**Given request**.
Rewrite the records below as a numbered list, starting with the line that contains "In this exercise you will mark the cloudy" and going on through the end of the records. Leave out any blank lines.

(Items listed in a dataset)
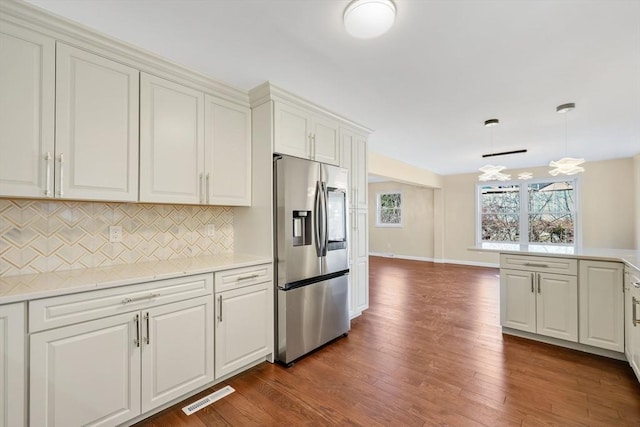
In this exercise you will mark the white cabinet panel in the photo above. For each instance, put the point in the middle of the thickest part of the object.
(227, 153)
(96, 127)
(27, 85)
(557, 306)
(602, 304)
(299, 132)
(177, 350)
(325, 141)
(12, 366)
(244, 327)
(292, 129)
(517, 300)
(84, 374)
(171, 142)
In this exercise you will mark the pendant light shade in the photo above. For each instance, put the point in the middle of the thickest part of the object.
(366, 19)
(566, 165)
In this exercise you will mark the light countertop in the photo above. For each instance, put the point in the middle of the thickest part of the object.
(34, 286)
(630, 257)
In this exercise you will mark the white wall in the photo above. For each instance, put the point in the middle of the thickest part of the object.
(416, 237)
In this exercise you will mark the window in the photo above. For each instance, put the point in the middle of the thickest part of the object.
(389, 210)
(542, 211)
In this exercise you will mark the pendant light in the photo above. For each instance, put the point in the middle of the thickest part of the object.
(492, 172)
(566, 165)
(366, 19)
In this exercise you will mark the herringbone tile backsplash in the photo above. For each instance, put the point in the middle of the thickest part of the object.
(38, 236)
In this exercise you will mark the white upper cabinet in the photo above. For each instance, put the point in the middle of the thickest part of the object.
(300, 133)
(96, 155)
(227, 152)
(27, 85)
(171, 142)
(354, 158)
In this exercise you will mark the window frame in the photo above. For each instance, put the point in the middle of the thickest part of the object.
(524, 211)
(379, 206)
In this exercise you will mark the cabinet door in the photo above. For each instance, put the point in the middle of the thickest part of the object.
(96, 127)
(359, 171)
(244, 327)
(634, 328)
(177, 350)
(292, 129)
(27, 83)
(517, 300)
(227, 153)
(602, 304)
(359, 263)
(171, 142)
(326, 141)
(557, 306)
(85, 374)
(12, 365)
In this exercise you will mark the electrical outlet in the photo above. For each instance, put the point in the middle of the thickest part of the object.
(115, 234)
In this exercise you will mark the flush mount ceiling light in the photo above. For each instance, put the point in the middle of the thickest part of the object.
(525, 175)
(366, 19)
(491, 172)
(566, 165)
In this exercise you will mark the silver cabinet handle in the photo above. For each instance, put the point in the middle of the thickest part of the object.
(47, 159)
(533, 290)
(207, 188)
(61, 189)
(136, 320)
(201, 188)
(533, 264)
(129, 299)
(146, 318)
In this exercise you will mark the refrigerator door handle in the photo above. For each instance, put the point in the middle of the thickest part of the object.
(325, 219)
(317, 220)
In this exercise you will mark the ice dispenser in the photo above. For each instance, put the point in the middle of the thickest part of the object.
(301, 228)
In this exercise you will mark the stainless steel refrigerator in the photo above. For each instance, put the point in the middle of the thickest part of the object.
(311, 256)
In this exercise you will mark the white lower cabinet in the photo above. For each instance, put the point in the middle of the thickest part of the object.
(244, 317)
(86, 374)
(359, 272)
(106, 371)
(632, 319)
(602, 304)
(12, 365)
(542, 303)
(243, 331)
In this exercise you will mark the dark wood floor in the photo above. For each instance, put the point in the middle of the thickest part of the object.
(429, 351)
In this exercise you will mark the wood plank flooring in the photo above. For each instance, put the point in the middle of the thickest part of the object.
(429, 351)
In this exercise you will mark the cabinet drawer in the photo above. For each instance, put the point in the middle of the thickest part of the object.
(542, 264)
(65, 310)
(241, 277)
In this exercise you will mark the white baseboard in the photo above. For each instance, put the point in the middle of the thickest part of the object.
(437, 261)
(392, 255)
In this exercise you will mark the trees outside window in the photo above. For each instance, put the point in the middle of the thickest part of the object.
(389, 209)
(543, 211)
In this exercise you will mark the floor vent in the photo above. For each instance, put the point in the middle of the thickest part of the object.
(208, 400)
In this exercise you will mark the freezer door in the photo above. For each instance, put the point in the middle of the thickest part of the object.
(310, 316)
(297, 240)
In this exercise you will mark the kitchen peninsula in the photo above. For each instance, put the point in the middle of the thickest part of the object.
(580, 298)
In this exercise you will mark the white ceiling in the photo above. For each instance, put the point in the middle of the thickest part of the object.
(427, 86)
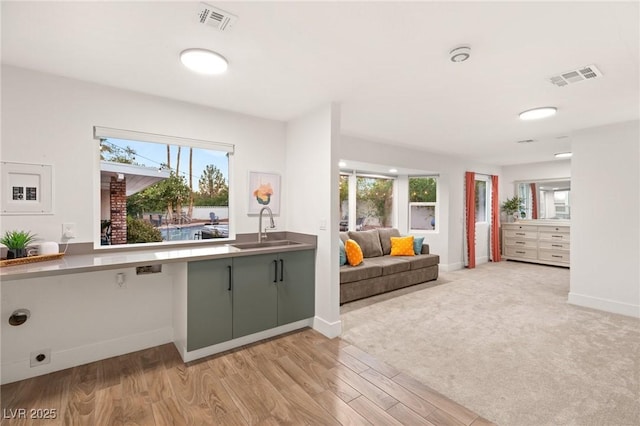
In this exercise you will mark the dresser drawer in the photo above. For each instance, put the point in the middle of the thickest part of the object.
(522, 253)
(515, 227)
(554, 236)
(554, 256)
(519, 242)
(553, 245)
(513, 233)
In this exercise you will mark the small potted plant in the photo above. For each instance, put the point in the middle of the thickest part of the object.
(511, 206)
(17, 242)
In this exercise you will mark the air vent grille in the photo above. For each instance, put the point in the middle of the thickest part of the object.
(588, 72)
(216, 18)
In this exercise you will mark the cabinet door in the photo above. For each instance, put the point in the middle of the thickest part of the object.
(255, 295)
(208, 303)
(296, 286)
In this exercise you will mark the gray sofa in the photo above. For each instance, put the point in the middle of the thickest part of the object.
(380, 272)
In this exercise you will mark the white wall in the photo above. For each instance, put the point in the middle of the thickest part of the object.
(605, 218)
(531, 171)
(82, 318)
(312, 168)
(49, 120)
(448, 241)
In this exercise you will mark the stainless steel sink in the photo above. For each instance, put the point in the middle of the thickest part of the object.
(265, 244)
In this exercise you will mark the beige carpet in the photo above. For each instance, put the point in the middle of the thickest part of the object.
(503, 341)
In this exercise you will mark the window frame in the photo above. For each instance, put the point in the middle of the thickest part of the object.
(132, 135)
(435, 204)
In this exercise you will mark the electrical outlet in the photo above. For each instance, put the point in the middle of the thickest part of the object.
(40, 357)
(120, 282)
(68, 230)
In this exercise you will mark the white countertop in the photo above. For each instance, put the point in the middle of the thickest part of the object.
(73, 264)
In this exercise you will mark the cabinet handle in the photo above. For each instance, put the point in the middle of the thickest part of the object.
(281, 270)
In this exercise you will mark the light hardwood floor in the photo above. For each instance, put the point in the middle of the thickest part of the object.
(299, 378)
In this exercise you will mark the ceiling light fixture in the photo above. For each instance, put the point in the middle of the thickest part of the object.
(204, 61)
(460, 53)
(564, 154)
(536, 113)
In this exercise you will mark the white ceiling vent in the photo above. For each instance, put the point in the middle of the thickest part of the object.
(216, 18)
(588, 72)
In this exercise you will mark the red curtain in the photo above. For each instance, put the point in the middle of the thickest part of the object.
(470, 188)
(534, 202)
(495, 220)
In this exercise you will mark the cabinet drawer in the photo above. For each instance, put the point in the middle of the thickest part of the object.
(554, 256)
(523, 253)
(554, 245)
(554, 236)
(514, 227)
(519, 234)
(518, 242)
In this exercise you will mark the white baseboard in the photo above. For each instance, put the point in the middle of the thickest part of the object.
(240, 341)
(607, 305)
(67, 358)
(449, 267)
(329, 329)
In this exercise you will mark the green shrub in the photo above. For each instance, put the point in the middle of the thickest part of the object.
(139, 231)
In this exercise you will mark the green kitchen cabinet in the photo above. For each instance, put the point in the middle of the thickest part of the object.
(296, 286)
(255, 294)
(209, 303)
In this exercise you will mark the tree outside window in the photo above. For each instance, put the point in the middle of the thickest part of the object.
(422, 203)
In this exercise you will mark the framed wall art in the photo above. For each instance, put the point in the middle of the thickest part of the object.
(26, 188)
(264, 191)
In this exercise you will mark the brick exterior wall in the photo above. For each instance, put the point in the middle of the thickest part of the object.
(118, 199)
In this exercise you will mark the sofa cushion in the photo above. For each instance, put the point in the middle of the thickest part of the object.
(364, 271)
(354, 252)
(402, 246)
(369, 241)
(390, 265)
(423, 260)
(417, 244)
(385, 238)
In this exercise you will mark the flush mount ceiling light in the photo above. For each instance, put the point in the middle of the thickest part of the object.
(204, 61)
(536, 113)
(564, 154)
(460, 53)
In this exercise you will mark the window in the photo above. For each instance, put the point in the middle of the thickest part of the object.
(374, 202)
(481, 201)
(344, 202)
(159, 189)
(423, 196)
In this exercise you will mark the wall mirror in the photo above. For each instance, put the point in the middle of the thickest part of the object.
(545, 199)
(157, 189)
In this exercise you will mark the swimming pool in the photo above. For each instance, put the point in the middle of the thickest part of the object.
(191, 232)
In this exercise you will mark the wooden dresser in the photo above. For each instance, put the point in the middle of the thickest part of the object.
(537, 242)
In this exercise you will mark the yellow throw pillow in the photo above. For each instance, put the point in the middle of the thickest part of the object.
(402, 246)
(354, 253)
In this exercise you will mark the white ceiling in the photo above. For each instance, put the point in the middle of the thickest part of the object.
(385, 62)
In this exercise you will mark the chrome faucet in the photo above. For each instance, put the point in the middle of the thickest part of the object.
(272, 225)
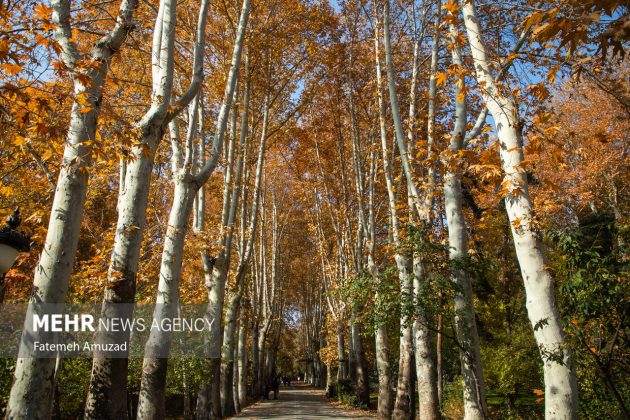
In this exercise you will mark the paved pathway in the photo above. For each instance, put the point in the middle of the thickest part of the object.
(299, 402)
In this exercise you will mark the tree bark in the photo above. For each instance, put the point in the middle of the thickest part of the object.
(465, 325)
(31, 393)
(560, 382)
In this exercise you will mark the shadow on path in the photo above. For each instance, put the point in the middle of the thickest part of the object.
(299, 402)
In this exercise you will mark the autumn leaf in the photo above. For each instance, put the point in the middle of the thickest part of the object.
(11, 69)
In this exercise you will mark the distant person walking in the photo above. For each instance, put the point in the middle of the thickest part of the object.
(275, 386)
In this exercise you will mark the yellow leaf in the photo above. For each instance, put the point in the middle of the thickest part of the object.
(11, 68)
(440, 78)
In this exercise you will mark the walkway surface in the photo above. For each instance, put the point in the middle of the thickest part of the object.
(299, 402)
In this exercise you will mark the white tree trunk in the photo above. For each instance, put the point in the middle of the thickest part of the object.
(31, 393)
(108, 394)
(560, 381)
(465, 325)
(242, 365)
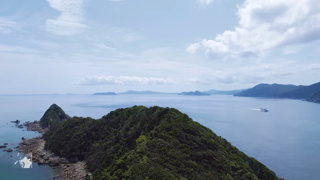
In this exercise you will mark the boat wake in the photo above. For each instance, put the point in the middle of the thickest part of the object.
(254, 109)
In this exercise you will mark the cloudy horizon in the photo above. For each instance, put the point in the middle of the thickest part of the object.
(85, 46)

**Exercise response**.
1. In this exercise you will mark the cloudy horizon in the photo above. For each instance, put the point in the middle of the thickest part of the object.
2. (85, 46)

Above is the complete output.